--- EXTRAIT DU DOCUMENT ---

Equidia– Financièrement comment s'en sortent t-ils ?
Kamel Boudra – C'est une grosse perte évidemment, il n'y a plus de gains de concours, ils ne rentabilisent plus les étalons, c'est un problème de fond. C'est difficile mais pas plus ni moins que dans d'autres secteurs et puis les propriétaires se montrent solidaires. En toute franchise, la situation d'une famille qui habite en HLM me paraît beaucoup pénible aujourd'hui, que celle de la plupart des cavaliers !
Equidia – Comment se passe leur quotidien actuellement, d'un point de vue sportif ?
Kamel Boudra – Ils font principalement de l'entretien, beaucoup de trotting. Pour les chevaux ce n'est pas forcément une mauvaise nouvelle, de faire une pause dans ce rythme fou. Ils récupèrent beaucoup de moral, de mental, redeviennent frais. D'ailleurs, le milieu du jumping va devoir certainement profiter de ce moment exceptionnel pour se remettre en question : par exemple n'y a-t-il pas trop de concours ? Le plus gros souci selon moi est au niveau du circuit des jeunes chevaux en France, le circuit SHF (Société Hippique Française). Les 4, 5 et 6 ans n'ont pu débuter le circuit dont l'objectif est habituellement la finale en septembre à Fontainebleau. Ce sera une année d'apprentissage perdue, un peu comme les enfants sans école actuellement.

--- ENTRÉES DE DONNÉES ---

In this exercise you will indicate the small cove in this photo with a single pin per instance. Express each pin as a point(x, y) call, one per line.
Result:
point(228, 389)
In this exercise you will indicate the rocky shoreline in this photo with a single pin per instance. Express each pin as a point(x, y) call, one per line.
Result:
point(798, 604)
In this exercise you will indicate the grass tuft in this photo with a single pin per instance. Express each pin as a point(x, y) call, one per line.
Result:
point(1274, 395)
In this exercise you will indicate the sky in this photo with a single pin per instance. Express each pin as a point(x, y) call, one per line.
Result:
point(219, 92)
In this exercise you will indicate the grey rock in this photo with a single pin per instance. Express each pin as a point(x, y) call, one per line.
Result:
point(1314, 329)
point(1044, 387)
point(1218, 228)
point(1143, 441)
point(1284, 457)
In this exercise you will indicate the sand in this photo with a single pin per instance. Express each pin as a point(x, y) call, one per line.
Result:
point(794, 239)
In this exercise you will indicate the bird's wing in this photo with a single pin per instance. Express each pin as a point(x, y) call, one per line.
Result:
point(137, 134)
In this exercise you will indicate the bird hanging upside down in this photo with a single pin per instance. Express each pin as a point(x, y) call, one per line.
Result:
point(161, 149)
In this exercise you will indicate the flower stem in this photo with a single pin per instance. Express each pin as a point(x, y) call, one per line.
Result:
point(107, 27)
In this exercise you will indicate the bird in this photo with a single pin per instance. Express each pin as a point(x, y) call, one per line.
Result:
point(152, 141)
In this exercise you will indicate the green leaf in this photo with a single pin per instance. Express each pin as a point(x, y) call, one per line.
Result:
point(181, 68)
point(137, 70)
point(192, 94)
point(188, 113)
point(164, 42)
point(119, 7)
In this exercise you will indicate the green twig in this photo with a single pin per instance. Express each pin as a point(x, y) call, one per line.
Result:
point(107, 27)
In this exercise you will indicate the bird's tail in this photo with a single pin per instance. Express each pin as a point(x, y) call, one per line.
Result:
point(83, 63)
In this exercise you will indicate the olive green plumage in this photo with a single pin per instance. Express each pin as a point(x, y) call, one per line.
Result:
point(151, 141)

---

» À FAIRE
**1)** Recopiez l'extrait du document en entier, sans y changer quoi que ce soit.
**2)** Dans les entrées, reproduisez à l'identique tout ce qui va de la ligne contenant « In this exercise you will indicate the bird in » jusqu'à la ligne contenant « point(83, 63) », ces deux lignes comprises, et rien de plus.

» RÉPONSES RÉDIGÉES
**1)**
Equidia– Financièrement comment s'en sortent t-ils ?
Kamel Boudra – C'est une grosse perte évidemment, il n'y a plus de gains de concours, ils ne rentabilisent plus les étalons, c'est un problème de fond. C'est difficile mais pas plus ni moins que dans d'autres secteurs et puis les propriétaires se montrent solidaires. En toute franchise, la situation d'une famille qui habite en HLM me paraît beaucoup pénible aujourd'hui, que celle de la plupart des cavaliers !
Equidia – Comment se passe leur quotidien actuellement, d'un point de vue sportif ?
Kamel Boudra – Ils font principalement de l'entretien, beaucoup de trotting. Pour les chevaux ce n'est pas forcément une mauvaise nouvelle, de faire une pause dans ce rythme fou. Ils récupèrent beaucoup de moral, de mental, redeviennent frais. D'ailleurs, le milieu du jumping va devoir certainement profiter de ce moment exceptionnel pour se remettre en question : par exemple n'y a-t-il pas trop de concours ? Le plus gros souci selon moi est au niveau du circuit des jeunes chevaux en France, le circuit SHF (Société Hippique Française). Les 4, 5 et 6 ans n'ont pu débuter le circuit dont l'objectif est habituellement la finale en septembre à Fontainebleau. Ce sera une année d'apprentissage perdue, un peu comme les enfants sans école actuellement.

**2)**
In this exercise you will indicate the bird in this photo with a single pin per instance. Express each pin as a point(x, y) call, one per line.
Result:
point(152, 141)
In this exercise you will indicate the green leaf in this photo with a single pin per instance. Express each pin as a point(x, y) call, one per line.
Result:
point(181, 68)
point(137, 70)
point(192, 94)
point(188, 113)
point(164, 42)
point(119, 7)
In this exercise you will indicate the green twig in this photo with a single pin per instance. Express each pin as a point(x, y) call, one per line.
Result:
point(107, 27)
In this exercise you will indicate the bird's tail in this photo with a single pin per instance. Express each pin as a point(x, y) call, one per line.
Result:
point(83, 63)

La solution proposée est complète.